After Paul Manafort was forced to resign as Trump's campaign chairman in August 2016, Bannon was named chief executive of the campaign, Kellyanne Conway was named campaign manager, and David Bossie of Citizens United was named deputy campaign manager. All three were previously Mercer operatives. As a result, Caddell's influence grew within the Trump campaign. Trump regularly called Caddell to compliment his TV appearances and solicit advice. Caddell also visited Trump Tower at Trump's invitation. In an August 2016 radio interview with Breitbart editor-in-chief Alex Marlow, Caddell accused Reuters of rigging the polls and predicted a Trump victory.

Caddell continued to advise Trump after Trump was elected president in the 2016 election. He was credited with pioneering attacks on the media as "the enemy of the American people". In 2012, Caddell gave a speech at a conference sponsored by Accuracy in Media, a conservative watchdog organization, in which he called the media "the enemy of the American people". During the investigation into the 2012 Benghazi attack, Caddell once again referred to the media as "a fundamental threat to American democracy and the enemies of the American people". On February 17, 2017, after giving a speech at a Boeing aircraft plant in North Charleston, South Carolina, President Donald Trump convened a meeting with Caddell, Bannon, and Trump's son-in-law, Jared Kushner. On the afternoon of the same day, Trump declared on Twitter that The New York Times, NBC News, ABC, CBS, and CNN were "fake news" and "the enemy of the American People".

**What you need to do**.
[a] Answer these questions from the text about Caddell and the Trump campaign, one answer per line:
(i) Who was named deputy campaign manager after Paul Manafort resigned?
(ii) Which organization sponsored the 2012 conference where Caddell called the media "the enemy of the American people"?
(iii) Where did Trump give a speech on February 17, 2017?
[b] Summarize the text about Caddell and the Trump campaign in two sentences.
[c] From the text about Caddell and the Trump campaign, copy the part between "After Paul Manafort" and "a Trump victory.", inclusive, but substitute "praise" for "compliment".

**Data**.

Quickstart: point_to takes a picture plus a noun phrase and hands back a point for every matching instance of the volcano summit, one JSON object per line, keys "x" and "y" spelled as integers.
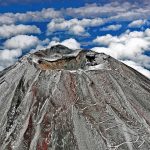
{"x": 60, "y": 99}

**Exercise responses**.
[a]
(i) David Bossie of Citizens United
(ii) Accuracy in Media, a conservative watchdog organization
(iii) At a Boeing aircraft plant in North Charleston, South Carolina

[b] After Paul Manafort resigned as Trump's campaign chairman in August 2016 and three former Mercer operatives took top campaign posts, Caddell's influence in the Trump campaign grew, and Trump regularly called him for advice. Caddell kept advising Trump after the 2016 election and was credited with pioneering attacks on the media as "the enemy of the American people," a phrase Trump used on Twitter on February 17, 2017, the same day he met with Caddell, Bannon, and Jared Kushner.

[c]
After Paul Manafort was forced to resign as Trump's campaign chairman in August 2016, Bannon was named chief executive of the campaign, Kellyanne Conway was named campaign manager, and David Bossie of Citizens United was named deputy campaign manager. All three were previously Mercer operatives. As a result, Caddell's influence grew within the Trump campaign. Trump regularly called Caddell to praise his TV appearances and solicit advice. Caddell also visited Trump Tower at Trump's invitation. In an August 2016 radio interview with Breitbart editor-in-chief Alex Marlow, Caddell accused Reuters of rigging the polls and predicted a Trump victory.